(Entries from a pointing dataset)
BEGIN
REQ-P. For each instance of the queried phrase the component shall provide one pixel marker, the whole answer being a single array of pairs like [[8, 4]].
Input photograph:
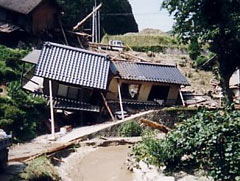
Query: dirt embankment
[[102, 164]]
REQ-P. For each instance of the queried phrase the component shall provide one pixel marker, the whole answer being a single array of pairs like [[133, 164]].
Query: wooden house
[[32, 16], [71, 79], [145, 84]]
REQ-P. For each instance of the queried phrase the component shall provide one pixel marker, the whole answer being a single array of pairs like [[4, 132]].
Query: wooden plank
[[80, 33], [51, 109], [108, 108], [75, 28]]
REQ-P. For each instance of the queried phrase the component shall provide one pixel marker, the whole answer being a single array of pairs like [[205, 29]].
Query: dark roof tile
[[73, 65], [20, 6]]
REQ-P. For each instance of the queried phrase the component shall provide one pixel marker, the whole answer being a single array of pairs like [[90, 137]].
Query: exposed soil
[[102, 164]]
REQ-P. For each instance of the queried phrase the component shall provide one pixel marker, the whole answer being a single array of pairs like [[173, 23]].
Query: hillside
[[114, 14], [159, 47]]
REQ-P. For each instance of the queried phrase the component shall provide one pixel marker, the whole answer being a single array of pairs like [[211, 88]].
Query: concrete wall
[[145, 88]]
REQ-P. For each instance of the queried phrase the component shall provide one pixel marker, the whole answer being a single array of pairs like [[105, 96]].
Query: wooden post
[[86, 18], [108, 108], [23, 69], [181, 96], [99, 27], [120, 100], [64, 35], [51, 109]]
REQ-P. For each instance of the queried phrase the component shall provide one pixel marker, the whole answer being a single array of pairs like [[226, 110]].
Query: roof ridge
[[48, 43], [148, 63]]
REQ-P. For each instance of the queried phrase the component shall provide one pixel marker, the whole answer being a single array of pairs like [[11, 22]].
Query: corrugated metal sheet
[[73, 65], [148, 72]]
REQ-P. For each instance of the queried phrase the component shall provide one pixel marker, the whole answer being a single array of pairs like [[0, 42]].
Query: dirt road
[[102, 164]]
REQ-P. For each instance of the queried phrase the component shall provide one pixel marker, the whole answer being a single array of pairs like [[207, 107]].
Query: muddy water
[[102, 164]]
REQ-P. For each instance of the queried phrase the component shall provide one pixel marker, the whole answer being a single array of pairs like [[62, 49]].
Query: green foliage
[[201, 60], [214, 22], [40, 169], [10, 66], [209, 140], [130, 129], [21, 113], [194, 49], [142, 42]]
END
# Brief
Starting at the line that contains "like [[205, 29]].", retype each line through the end of the listing above and nothing else.

# Output below
REQ-P. For each instance of the queried phrase the component shall provide one pixel marker, the whole answer being a single array of pairs like [[205, 29]].
Query: dark roof tile
[[73, 65], [20, 6]]
REQ-P. For each instance of the queried phrase the component shall provide one pixel marker, the whole answer being a single array of pairs like [[90, 137]].
Query: exposed soil
[[102, 164]]
REQ-P. For each instance of the queried phrase the component shall provide one pixel marker, the whole answer being a single array of pairs like [[173, 23]].
Query: hillside
[[114, 14], [159, 47]]
REQ-P. For each instance of the queried phrase the component shall provide one pixel marker, the whole answer being a single array of pairs like [[211, 88]].
Query: concrete wall
[[145, 88]]
REQ-P. For each instance of the queried phrase the component shall provide one pixel marker, the whole answer being a single array of pairs like [[105, 96]].
Query: wooden post
[[86, 18], [108, 108], [23, 69], [181, 96], [99, 27], [120, 100], [64, 35], [51, 109]]
REQ-P. For each instance of the queried phrase the component shall provide one pixel marker, the whole answer being a single array of pairs like [[226, 110]].
Query: roof ridge
[[48, 43], [148, 63]]
REQ-P. For each instance of the queried phrase the component shall provide one pixel marker, the whole answer being a single array of pairs like [[11, 22]].
Query: corrugated metal sheet
[[73, 65], [148, 72]]
REQ-P. For each instance of the queried phrase the component shall provide one pixel marker, the whole answer being a single array of pairs like [[0, 42]].
Query: dirt road
[[102, 164]]
REQ-P. For each instance of the queried phrase the component shall provide one pixel marker, the whole answer being a single array of pairs like [[207, 107]].
Query: muddy water
[[102, 164]]
REQ-P. For each instance of the queried phrase the component shall provide one pixel marker, the whole answer being a single array of pairs like [[62, 49]].
Query: green foliage
[[201, 60], [214, 22], [40, 169], [10, 66], [209, 140], [130, 129], [21, 113], [194, 49], [142, 42]]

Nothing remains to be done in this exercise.